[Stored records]
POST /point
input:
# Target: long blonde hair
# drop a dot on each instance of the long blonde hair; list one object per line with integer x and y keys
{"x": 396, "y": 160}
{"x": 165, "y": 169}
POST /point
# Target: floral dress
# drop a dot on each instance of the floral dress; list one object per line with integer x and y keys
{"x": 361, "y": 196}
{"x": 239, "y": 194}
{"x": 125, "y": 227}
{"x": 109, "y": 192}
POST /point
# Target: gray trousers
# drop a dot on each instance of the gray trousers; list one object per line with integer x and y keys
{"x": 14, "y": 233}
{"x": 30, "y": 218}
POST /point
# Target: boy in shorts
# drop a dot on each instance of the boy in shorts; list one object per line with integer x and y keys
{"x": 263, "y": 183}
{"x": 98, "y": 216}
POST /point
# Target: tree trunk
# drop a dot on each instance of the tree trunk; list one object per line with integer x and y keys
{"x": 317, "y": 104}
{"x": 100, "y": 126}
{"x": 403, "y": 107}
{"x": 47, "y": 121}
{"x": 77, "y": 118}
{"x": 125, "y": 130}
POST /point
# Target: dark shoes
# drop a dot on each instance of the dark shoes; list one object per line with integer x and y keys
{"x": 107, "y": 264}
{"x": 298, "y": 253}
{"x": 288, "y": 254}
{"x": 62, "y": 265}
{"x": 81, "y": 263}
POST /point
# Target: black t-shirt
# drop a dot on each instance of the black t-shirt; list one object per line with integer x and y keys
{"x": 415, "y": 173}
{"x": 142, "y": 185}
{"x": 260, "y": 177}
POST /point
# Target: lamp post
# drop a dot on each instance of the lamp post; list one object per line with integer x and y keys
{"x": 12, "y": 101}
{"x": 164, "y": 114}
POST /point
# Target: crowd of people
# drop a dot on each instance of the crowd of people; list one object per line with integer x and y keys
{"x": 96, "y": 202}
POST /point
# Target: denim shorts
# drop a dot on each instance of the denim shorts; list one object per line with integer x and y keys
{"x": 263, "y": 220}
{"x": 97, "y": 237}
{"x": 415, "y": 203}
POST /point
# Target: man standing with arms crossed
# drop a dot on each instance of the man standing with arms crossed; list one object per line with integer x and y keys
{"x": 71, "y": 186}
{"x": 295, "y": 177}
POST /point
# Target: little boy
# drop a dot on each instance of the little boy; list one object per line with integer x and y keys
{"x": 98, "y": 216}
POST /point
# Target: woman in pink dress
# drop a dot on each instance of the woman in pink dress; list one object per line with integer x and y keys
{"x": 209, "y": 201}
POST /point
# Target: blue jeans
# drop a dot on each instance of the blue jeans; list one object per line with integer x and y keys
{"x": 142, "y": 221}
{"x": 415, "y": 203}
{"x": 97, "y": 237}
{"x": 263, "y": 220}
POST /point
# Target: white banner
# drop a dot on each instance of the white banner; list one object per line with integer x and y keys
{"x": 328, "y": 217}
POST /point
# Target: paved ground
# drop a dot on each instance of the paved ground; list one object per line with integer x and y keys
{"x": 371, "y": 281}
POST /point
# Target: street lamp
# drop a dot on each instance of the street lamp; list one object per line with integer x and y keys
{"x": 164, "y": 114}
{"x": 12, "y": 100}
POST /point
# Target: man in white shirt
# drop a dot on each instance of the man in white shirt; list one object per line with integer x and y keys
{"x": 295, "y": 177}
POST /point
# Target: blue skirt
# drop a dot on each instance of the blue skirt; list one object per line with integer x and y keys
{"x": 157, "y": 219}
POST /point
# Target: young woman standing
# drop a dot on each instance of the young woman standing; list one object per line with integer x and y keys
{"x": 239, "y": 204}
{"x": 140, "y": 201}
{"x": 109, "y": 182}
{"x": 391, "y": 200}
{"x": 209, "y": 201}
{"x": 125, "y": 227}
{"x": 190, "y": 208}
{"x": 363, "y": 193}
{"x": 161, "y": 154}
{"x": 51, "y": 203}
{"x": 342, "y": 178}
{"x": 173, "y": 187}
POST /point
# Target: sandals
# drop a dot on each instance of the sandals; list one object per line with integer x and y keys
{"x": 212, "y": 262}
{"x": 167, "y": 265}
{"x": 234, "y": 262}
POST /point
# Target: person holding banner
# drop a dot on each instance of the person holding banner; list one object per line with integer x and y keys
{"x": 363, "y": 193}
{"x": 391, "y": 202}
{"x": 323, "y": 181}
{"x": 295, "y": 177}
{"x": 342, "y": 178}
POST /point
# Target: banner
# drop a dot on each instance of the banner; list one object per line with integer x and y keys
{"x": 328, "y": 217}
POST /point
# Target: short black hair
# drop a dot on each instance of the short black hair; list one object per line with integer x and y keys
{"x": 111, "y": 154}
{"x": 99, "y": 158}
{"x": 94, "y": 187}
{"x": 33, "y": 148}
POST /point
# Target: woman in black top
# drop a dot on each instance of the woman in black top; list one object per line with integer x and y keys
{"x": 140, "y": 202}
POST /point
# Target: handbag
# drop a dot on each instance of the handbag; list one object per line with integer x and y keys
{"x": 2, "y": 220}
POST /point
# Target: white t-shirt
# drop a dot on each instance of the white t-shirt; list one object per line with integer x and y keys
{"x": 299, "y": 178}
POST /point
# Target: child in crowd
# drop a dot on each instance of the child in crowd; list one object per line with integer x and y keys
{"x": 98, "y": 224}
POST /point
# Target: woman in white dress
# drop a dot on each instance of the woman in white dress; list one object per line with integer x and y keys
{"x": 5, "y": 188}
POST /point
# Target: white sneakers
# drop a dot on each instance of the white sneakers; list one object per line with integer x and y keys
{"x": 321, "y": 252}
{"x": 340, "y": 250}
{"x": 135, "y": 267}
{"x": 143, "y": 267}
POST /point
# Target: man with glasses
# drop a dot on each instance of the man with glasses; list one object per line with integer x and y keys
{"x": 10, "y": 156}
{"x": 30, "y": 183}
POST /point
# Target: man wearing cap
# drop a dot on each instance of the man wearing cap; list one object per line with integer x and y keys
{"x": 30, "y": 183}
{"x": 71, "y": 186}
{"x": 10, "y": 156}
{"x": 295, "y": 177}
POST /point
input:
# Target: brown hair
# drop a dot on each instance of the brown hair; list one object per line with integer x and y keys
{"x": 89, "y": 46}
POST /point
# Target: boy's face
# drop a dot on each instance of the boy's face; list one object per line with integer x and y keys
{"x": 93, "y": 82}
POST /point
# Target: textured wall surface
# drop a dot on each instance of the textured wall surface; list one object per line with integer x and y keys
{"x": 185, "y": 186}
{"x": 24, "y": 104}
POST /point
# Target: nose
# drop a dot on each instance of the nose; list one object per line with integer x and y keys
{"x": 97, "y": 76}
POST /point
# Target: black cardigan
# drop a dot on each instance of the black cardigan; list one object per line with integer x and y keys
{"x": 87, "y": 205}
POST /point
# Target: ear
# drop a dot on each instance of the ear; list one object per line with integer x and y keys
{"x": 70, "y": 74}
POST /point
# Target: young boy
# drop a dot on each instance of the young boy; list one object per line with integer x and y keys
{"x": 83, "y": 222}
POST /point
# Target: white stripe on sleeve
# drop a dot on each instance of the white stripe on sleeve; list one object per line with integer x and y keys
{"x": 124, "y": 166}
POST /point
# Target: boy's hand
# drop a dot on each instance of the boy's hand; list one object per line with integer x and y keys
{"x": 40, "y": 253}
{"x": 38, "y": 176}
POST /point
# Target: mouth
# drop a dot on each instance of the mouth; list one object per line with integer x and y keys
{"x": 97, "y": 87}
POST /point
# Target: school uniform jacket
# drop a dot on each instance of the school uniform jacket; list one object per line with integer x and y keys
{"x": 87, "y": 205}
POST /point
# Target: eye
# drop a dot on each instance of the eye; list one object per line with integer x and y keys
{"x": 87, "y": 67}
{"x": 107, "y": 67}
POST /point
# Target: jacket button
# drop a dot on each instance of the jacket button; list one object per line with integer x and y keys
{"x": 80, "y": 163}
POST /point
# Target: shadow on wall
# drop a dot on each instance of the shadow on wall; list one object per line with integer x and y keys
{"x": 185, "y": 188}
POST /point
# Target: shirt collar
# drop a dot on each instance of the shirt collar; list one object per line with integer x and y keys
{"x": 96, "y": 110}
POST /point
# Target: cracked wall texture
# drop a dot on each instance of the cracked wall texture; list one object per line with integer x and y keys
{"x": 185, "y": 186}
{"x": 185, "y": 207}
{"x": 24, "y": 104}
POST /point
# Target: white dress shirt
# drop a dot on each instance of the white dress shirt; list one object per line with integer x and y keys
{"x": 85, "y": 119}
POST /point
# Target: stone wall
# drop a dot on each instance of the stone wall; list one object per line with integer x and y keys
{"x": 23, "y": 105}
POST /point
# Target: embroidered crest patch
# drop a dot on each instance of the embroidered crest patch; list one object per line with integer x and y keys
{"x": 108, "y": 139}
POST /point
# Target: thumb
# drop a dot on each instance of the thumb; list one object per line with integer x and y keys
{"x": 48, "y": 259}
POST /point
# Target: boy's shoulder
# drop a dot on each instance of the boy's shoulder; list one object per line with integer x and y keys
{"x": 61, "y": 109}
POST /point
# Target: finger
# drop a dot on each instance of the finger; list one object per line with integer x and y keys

The exercise -
Identify each line in the data above that contains the string "uniform", and copy every such line.

Answer to this task -
# Target: school uniform jacket
# drop a dot on each instance of the school uniform jacket; list one object per line with integer x and y keys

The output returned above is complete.